== Work required ==
Output the records that follow, keeping every line exactly as it is.

(Data records)

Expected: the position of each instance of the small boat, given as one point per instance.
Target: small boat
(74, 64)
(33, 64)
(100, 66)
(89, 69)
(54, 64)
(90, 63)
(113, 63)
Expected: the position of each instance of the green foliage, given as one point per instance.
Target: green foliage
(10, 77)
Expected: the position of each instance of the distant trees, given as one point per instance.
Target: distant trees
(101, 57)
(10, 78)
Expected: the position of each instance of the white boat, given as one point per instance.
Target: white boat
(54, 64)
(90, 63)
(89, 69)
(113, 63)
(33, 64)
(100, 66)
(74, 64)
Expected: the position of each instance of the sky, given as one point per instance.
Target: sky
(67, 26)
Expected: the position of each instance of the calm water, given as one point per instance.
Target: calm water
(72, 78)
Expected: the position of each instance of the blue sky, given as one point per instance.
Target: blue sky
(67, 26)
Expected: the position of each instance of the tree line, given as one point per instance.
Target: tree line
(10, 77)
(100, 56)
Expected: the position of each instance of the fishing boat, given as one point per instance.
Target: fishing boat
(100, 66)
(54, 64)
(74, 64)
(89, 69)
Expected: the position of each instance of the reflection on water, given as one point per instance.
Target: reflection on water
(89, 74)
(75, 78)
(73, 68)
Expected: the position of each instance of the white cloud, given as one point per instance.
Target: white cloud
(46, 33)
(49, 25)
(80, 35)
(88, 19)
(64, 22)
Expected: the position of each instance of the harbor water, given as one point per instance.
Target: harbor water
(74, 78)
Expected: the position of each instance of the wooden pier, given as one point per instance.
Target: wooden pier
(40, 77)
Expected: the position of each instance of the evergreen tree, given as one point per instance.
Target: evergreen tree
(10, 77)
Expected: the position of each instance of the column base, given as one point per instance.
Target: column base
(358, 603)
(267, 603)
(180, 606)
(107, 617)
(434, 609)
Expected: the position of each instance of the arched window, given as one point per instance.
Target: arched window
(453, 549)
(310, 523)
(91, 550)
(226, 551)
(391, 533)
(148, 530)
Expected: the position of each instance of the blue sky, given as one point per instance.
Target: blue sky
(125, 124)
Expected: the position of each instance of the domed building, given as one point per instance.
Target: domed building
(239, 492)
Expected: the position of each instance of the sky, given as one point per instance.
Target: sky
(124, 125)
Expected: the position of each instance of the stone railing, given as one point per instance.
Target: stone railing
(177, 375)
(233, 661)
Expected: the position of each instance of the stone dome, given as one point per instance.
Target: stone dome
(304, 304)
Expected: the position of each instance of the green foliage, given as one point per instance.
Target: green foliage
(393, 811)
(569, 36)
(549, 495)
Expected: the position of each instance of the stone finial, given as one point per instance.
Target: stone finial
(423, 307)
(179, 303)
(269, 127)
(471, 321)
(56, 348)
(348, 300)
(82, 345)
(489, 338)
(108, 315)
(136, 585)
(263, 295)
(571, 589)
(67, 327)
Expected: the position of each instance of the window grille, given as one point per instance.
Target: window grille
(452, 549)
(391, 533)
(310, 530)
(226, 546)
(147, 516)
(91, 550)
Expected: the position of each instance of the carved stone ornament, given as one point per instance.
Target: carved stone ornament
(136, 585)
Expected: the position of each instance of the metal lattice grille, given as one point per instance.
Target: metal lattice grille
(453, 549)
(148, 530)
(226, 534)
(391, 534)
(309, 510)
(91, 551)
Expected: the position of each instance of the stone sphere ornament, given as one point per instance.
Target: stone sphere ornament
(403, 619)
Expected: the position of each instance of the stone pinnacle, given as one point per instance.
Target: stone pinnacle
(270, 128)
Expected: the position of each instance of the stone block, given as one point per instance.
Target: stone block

== Response ==
Expected: the position of each instance of the small boat, given as one point per instance.
Target: small boat
(74, 64)
(33, 64)
(100, 66)
(89, 69)
(54, 64)
(90, 63)
(113, 63)
Expected: the position of each instance of the green foliage, given as one point per instance.
Target: green foliage
(10, 77)
Expected: the position of each instance of the distant trees, given as one point per instance.
Target: distant trees
(101, 57)
(10, 78)
Expected: the position of each instance of the white boat, given as one point per instance.
Target: white boat
(54, 64)
(90, 63)
(89, 69)
(113, 63)
(33, 64)
(100, 66)
(74, 64)
Expected: the position of each instance of the sky, given as one point per instance.
Target: sky
(67, 26)
Expected: the position of each instance of the calm water, given as one point per instance.
Target: calm water
(72, 78)
Expected: the position of each instance of the blue sky, given as one point per instance.
Target: blue sky
(67, 26)
Expected: the position of each instance of the tree line, given as one point per instance.
Target: tree line
(10, 77)
(100, 56)
Expected: the position of each instance of the fishing boat, given as one point per instance.
Target: fishing boat
(100, 66)
(54, 64)
(74, 64)
(89, 69)
Expected: the position of each instance of the reflection on water, given as one point per instance.
Target: reflection on water
(89, 74)
(75, 78)
(73, 68)
Expected: the position of each instance of the white cloud, given as one point per instance.
Target: white cloud
(46, 33)
(49, 25)
(80, 35)
(88, 19)
(64, 22)
Expected: the position of each instance of the harbor water, given as one point per instance.
Target: harbor water
(74, 78)
Expected: the position of each instance of the wooden pier, given as one point per instance.
Target: wooden pier
(40, 77)
Expected: the position of each instance of the evergreen tree, given as one point per instance.
Target: evergreen tree
(10, 77)
Expected: the position of each instance of the column base, given as one point per instance.
Target: column base
(358, 603)
(267, 603)
(180, 606)
(107, 617)
(434, 609)
Expected: the position of each instance of the arched window, given as one point per instance.
Target: arched window
(453, 549)
(310, 523)
(91, 550)
(226, 551)
(391, 533)
(148, 530)
Expected: the position of each instance of the blue sky, given as one point per instance.
Target: blue sky
(125, 124)
Expected: the position of each instance of the domed building, given as one point per instance.
Target: domed building
(239, 492)
Expected: the position of each instance of the sky, given as one point per instance.
Target: sky
(124, 125)
Expected: the position of each instance of the stone railing, given as one point per instance.
Target: stone railing
(177, 375)
(233, 661)
Expected: the position of each instance of the stone dome, given as one point per instance.
Target: stone dome
(304, 304)
Expected: the position of each instance of the green foliage, given as one point per instance.
Target: green foliage
(393, 811)
(569, 36)
(549, 495)
Expected: the position of each instance of the stone finial, given as one point per instance.
Target: stone finial
(423, 307)
(179, 303)
(269, 127)
(471, 321)
(56, 348)
(348, 300)
(82, 345)
(489, 338)
(108, 315)
(136, 585)
(263, 295)
(571, 589)
(67, 327)
Expected: the position of each instance of the window grille, given as one point per instance.
Target: window grille
(452, 549)
(391, 533)
(310, 530)
(226, 546)
(147, 516)
(91, 550)
Expected: the position of each instance of the carved stone ornament, given as one point per instance.
Target: carved stone ornament
(136, 585)
Expected: the position of each instance of the metal lattice grille, given as one point per instance.
Target: metal lattice grille
(453, 549)
(148, 530)
(226, 534)
(391, 534)
(309, 510)
(91, 551)
Expected: the position of each instance of the stone sphere ornament, given as one point per instance.
Target: stone sphere ornament
(403, 619)
Expected: the position of each instance of the stone pinnacle, given as one point per instance.
Target: stone pinnacle
(270, 128)
Expected: the position of each instance of the stone block, given as one point per instance.
Target: stone block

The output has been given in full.